● **ITEMS**:
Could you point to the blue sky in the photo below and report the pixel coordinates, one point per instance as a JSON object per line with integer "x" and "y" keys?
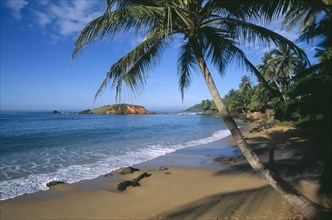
{"x": 37, "y": 40}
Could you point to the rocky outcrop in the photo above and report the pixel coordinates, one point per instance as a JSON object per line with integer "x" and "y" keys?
{"x": 118, "y": 109}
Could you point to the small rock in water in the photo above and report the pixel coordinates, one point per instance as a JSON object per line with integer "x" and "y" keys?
{"x": 128, "y": 170}
{"x": 162, "y": 168}
{"x": 55, "y": 182}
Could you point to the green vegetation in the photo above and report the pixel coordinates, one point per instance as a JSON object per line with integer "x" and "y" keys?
{"x": 211, "y": 33}
{"x": 117, "y": 109}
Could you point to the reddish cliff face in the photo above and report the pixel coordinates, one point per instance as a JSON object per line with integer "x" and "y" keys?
{"x": 136, "y": 109}
{"x": 118, "y": 109}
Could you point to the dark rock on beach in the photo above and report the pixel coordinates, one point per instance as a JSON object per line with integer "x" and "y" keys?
{"x": 226, "y": 160}
{"x": 55, "y": 182}
{"x": 135, "y": 182}
{"x": 162, "y": 168}
{"x": 128, "y": 170}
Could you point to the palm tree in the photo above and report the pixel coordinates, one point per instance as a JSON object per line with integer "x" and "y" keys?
{"x": 245, "y": 84}
{"x": 286, "y": 63}
{"x": 267, "y": 69}
{"x": 211, "y": 32}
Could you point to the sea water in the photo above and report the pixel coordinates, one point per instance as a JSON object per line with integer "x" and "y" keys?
{"x": 39, "y": 147}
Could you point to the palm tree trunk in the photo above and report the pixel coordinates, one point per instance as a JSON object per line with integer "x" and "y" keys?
{"x": 279, "y": 88}
{"x": 300, "y": 203}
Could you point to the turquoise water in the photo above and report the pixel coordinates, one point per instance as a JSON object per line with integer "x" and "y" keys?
{"x": 38, "y": 147}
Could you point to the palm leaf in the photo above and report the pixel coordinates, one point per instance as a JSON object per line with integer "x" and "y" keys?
{"x": 186, "y": 63}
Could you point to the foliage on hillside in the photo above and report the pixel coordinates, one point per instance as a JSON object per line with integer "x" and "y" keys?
{"x": 118, "y": 109}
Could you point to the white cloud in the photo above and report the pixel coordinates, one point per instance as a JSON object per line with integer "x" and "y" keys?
{"x": 57, "y": 18}
{"x": 16, "y": 7}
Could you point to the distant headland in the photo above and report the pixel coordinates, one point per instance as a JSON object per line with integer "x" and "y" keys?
{"x": 118, "y": 109}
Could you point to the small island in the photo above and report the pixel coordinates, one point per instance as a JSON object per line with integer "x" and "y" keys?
{"x": 118, "y": 109}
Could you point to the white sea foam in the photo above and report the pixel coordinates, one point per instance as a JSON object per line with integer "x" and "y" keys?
{"x": 74, "y": 173}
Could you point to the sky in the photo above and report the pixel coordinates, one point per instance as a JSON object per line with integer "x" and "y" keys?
{"x": 37, "y": 41}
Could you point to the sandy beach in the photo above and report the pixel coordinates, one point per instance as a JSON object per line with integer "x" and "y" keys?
{"x": 193, "y": 186}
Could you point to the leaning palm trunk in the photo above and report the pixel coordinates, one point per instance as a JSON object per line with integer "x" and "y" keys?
{"x": 280, "y": 89}
{"x": 299, "y": 203}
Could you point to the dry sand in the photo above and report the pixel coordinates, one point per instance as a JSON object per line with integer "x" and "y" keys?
{"x": 177, "y": 193}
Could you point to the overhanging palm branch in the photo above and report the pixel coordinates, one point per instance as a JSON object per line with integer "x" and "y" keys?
{"x": 211, "y": 32}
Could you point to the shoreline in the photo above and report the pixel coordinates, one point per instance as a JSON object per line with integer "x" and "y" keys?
{"x": 193, "y": 187}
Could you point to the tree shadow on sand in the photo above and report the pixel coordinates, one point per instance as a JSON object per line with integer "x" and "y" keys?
{"x": 232, "y": 205}
{"x": 296, "y": 154}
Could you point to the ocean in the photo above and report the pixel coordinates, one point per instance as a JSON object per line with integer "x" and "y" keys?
{"x": 39, "y": 147}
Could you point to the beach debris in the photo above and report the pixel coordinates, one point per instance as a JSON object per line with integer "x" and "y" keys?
{"x": 108, "y": 174}
{"x": 55, "y": 182}
{"x": 134, "y": 182}
{"x": 226, "y": 160}
{"x": 128, "y": 170}
{"x": 162, "y": 168}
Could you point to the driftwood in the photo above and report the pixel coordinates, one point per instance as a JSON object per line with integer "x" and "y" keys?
{"x": 134, "y": 182}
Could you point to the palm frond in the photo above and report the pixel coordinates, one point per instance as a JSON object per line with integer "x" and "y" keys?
{"x": 186, "y": 63}
{"x": 132, "y": 68}
{"x": 253, "y": 33}
{"x": 114, "y": 22}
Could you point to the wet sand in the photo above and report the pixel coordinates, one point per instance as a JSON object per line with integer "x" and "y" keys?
{"x": 193, "y": 187}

● **WHAT THE TASK REQUIRES**: Without the pictures, print the records in full, exactly as they appear.

● **OUTPUT OF THE EXERCISE**:
Could you point to the blue sky in the photo below and report the pixel coordinates, one point per instance as a JSON object per line with integer "x" and "y" keys?
{"x": 37, "y": 40}
Could you point to the rocky outcrop in the photo above and report the pixel coordinates, one point per instance as a JSON object per line with integer "x" and "y" keys?
{"x": 118, "y": 109}
Could you point to the small rock in water in the photo above and report the pixel coordinates, one point per instance as a JSON object per line with integer "x" and "y" keys?
{"x": 128, "y": 170}
{"x": 162, "y": 168}
{"x": 55, "y": 182}
Could you point to the green vegetation in the photo above and report the pixel coordinates, one point per instance as a JSON object per line with integer "x" and "y" keys?
{"x": 211, "y": 33}
{"x": 117, "y": 109}
Could you point to the reddish cliff face in the photo above and report the pixel coordinates, one point per instance as a JSON object per line with integer "x" and "y" keys?
{"x": 136, "y": 109}
{"x": 118, "y": 109}
Could you point to the dark rock on beach in the photo above and report the pixel coordinates, one point per instance as a JSON object per line with integer "x" and "y" keys?
{"x": 226, "y": 160}
{"x": 55, "y": 182}
{"x": 135, "y": 182}
{"x": 162, "y": 168}
{"x": 128, "y": 170}
Could you point to the palm tree in the photo above and report the pixel coordinates, one point per instance as a JSON object per line with integer "x" and "y" keys?
{"x": 245, "y": 84}
{"x": 286, "y": 63}
{"x": 267, "y": 69}
{"x": 211, "y": 32}
Could you point to the sea water in the photo above and report the pixel coordinates, one point per instance as a JSON object per line with integer "x" and "y" keys?
{"x": 39, "y": 147}
Could you point to the palm tree trunk in the photo above and report the pixel coordinates, one point per instance as a JSON object per line with integer "x" and "y" keys?
{"x": 279, "y": 88}
{"x": 300, "y": 203}
Could you point to the turquoise water in the photo above and report the pixel coordinates, one point per instance as a JSON object per line with integer "x" and "y" keys?
{"x": 38, "y": 147}
Could you point to the palm leaf in the photo above and report the pixel coordinates, one point per instance as a JSON object per line with integer "x" and "y" keys?
{"x": 186, "y": 63}
Could you point to the foliage on hillside in the photo above and report the pixel coordinates, one point per instance as a JSON object per line with integer "x" and "y" keys?
{"x": 118, "y": 109}
Could you point to the white cloud in the photo above and report the pixel coordinates, one point per instance as a JSON object per line with integer "x" and "y" keys?
{"x": 57, "y": 18}
{"x": 16, "y": 7}
Could you point to the distant headland in the photo above and report the pixel coordinates, one point per instance as a JSON object per line with integer "x" and "y" keys?
{"x": 118, "y": 109}
Could you point to the small island in the photo above and report the pixel coordinates, one point per instance as a JSON object per line with integer "x" and "y" keys?
{"x": 118, "y": 109}
Could you point to the white sea foam in the photo above and report the pixel coordinates, one point per instance as a JSON object per line with integer "x" and "y" keys?
{"x": 74, "y": 173}
Could you point to the sky in the photo above and report the pixel coordinates, one point per instance as a JSON object per line with integer "x" and "y" keys?
{"x": 37, "y": 41}
Could you point to the sandy beach in the photo above and report the pixel coordinates, one point per instance as a JSON object per line with integer "x" and "y" keys?
{"x": 193, "y": 186}
Could you point to the leaning palm trunk in the photo above and report the pixel coordinates, one point per instance as a JSON object per line with integer "x" and "y" keys?
{"x": 280, "y": 89}
{"x": 299, "y": 203}
Could you point to the dry sand in the photo above and report the pixel coordinates, one point per instance as a JSON object per line with integer "x" and "y" keys?
{"x": 177, "y": 193}
Could you point to the overhanging palm branch in the photo above and report the pixel coordinates, one point per instance as a JSON object per line with integer "x" and "y" keys?
{"x": 211, "y": 32}
Could you point to the shoreline in the photo above and report the pixel coordinates, one point per instance as a JSON object per line with integer "x" and "y" keys?
{"x": 193, "y": 187}
Could you point to the tree shadow on sand in the photo above and report the pixel coordinates, one point per instance as a JSON object per line with integer "x" and "y" keys?
{"x": 232, "y": 205}
{"x": 296, "y": 154}
Could you point to the ocean in the photo above and report the pixel coordinates, one point per instance as a JSON object per line with integer "x" and "y" keys?
{"x": 39, "y": 147}
Could you point to the beach debris in the photo above and report the pixel coordinates, one point per instance as a JSON object per line with integer "x" and "y" keys?
{"x": 108, "y": 174}
{"x": 55, "y": 182}
{"x": 134, "y": 182}
{"x": 226, "y": 160}
{"x": 128, "y": 170}
{"x": 162, "y": 168}
Could you point to the driftwood in the photo above and report the pixel coordinates, one point per instance as a JSON object per line with integer "x" and "y" keys?
{"x": 134, "y": 182}
Could you point to the palm frond in the photo above and report the pixel coordinates, one point per instance as a JSON object per line with integer "x" and "y" keys?
{"x": 186, "y": 63}
{"x": 132, "y": 68}
{"x": 253, "y": 33}
{"x": 114, "y": 22}
Could you point to the wet sand in the photo above and report the pixel coordinates, one point per instance as a JSON object per line with integer "x" and "y" keys?
{"x": 193, "y": 187}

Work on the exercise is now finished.